**Data for the task**:
——

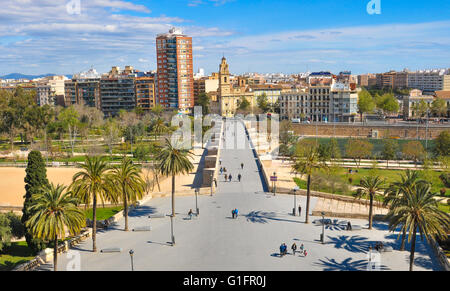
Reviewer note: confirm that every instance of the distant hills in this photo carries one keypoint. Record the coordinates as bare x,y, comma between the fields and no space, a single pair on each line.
16,76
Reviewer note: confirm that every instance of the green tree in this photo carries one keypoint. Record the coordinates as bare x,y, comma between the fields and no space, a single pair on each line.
89,185
54,213
358,149
366,104
172,161
306,161
127,183
5,232
397,189
35,179
442,144
418,211
390,148
369,186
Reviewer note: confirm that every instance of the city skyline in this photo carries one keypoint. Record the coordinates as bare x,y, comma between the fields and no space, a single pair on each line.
34,37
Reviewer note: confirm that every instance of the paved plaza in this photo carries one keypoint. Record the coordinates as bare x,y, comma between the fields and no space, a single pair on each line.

——

**Exercise**:
Rewrite all the records above, leaving out the pictures, with every "keypoint" changed to "marker" and nothing else altered.

**Reply to the task**:
Reviewer note: confirm that every instance of the distant hills in this photo carries one marker. Record the coordinates as bare x,y, comma between the fields and no space, a single pair on each line.
16,76
Reviewer note: confirm that every instance of the green tree in this photo carries one marker. Record the coordinates as bare x,y, comma between the fields and no space, a single pair on each line.
89,185
54,213
358,149
366,104
172,161
306,161
127,183
5,232
397,189
35,179
442,144
418,211
390,148
369,186
Reviewer note: confirm that every instance of the city skyline in this photo carries one marker. Record the coordinates as bare x,y, comma between the fields and no space, a single pair on each line.
34,37
Reviewer note: confirm that every instance of the paved plaza in this photo carries one marker. Record the coordinates as bare x,y, comma between the fields and no space, a single pair on each line.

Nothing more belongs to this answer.